A nuclear deal between the U.S., Iran and other world powers
has been described as a trust-building step after decades of animosity that
hopefully will lead to a more comprehensive deal down the road.
But for many of the 66 Americans who were held hostage for 444
days at the start of the Iranian revolution, trusting the regime in Tehran
feels like a mistake.
“It’s kind of like Jimmy Carter all over again,” said Clair
Cortland Barnes, now retired and living in Leland, N.C., after a career at the
CIA and elsewhere. He sees the negotiations now as no more effective than they
were in 1979 and 1980, when he and others languished, facing mock executions
and other torments.
The hostage crisis began in November of 1979 when militants
stormed the United States Embassy in Tehran and seized its occupants.
Retired Air Force Col. Thomas E. Schaefer, 83, called the
deal “foolishness.”
“My personal view is, I never found an Iranian leader I can
trust,” he said. “I don’t think today it’s any different from when I was there.
None of them, I think, can be trusted. Why make an agreement with people you
can’t trust?”
Schaefer was a military attache in Iran who was among those
held hostage. He now lives in Scottsdale, Ariz., with his wife of more than 60
years, Anita, who also takes a dim view of the agreement: “We are probably not
very Christian-like when it comes to all this,” she said.
The weekend agreement between Iran and six world powers —
the U.S., Britain, France, Russia, China and Germany — is to temporarily halt
parts of Tehran’s disputed nuclear program and allow for more intrusive
international monitoring of Iran’s facilities. In exchange, Iran gains some
modest relief from stiff economic sanctions and a pledge from Obama that no new
penalties will be levied during the six months.
To be sure, the former hostages have varying views. Victor
Tomseth, 72, a retired diplomat from Vienna, Va., sees the pact as a positive
first step.

- **REQUIRED TASKS**
a: Answer these questions about the article on former hostages and the Iran nuclear deal:
(i) For how many days were the Americans held hostage?
(ii) In what city does Thomas E. Schaefer now live?
(iii) Which six world powers reached the weekend agreement with Iran?
b: Reproduce the passage of the article on former hostages and the Iran nuclear deal between "A nuclear deal" and "and other torments.", inclusive.

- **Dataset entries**
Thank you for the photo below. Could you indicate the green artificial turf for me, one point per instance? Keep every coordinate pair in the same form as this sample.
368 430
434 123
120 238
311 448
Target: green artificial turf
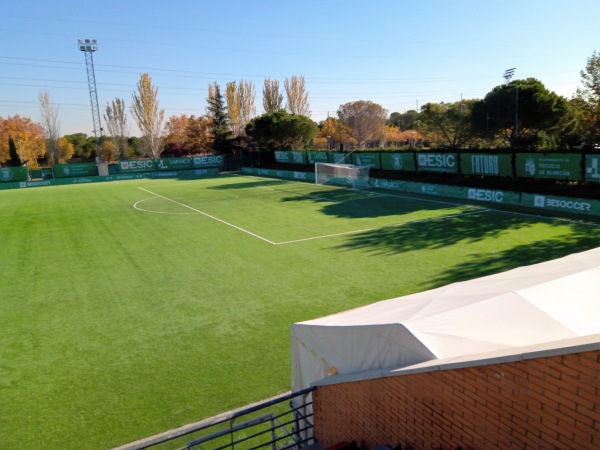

- **OUTPUTS IN ORDER**
a:
(i) 444 days
(ii) Scottsdale, Ariz.
(iii) The U.S., Britain, France, Russia, China and Germany

b:
A nuclear deal between the U.S., Iran and other world powers
has been described as a trust-building step after decades of animosity that
hopefully will lead to a more comprehensive deal down the road.
But for many of the 66 Americans who were held hostage for 444
days at the start of the Iranian revolution, trusting the regime in Tehran
feels like a mistake.
“It’s kind of like Jimmy Carter all over again,” said Clair
Cortland Barnes, now retired and living in Leland, N.C., after a career at the
CIA and elsewhere. He sees the negotiations now as no more effective than they
were in 1979 and 1980, when he and others languished, facing mock executions
and other torments.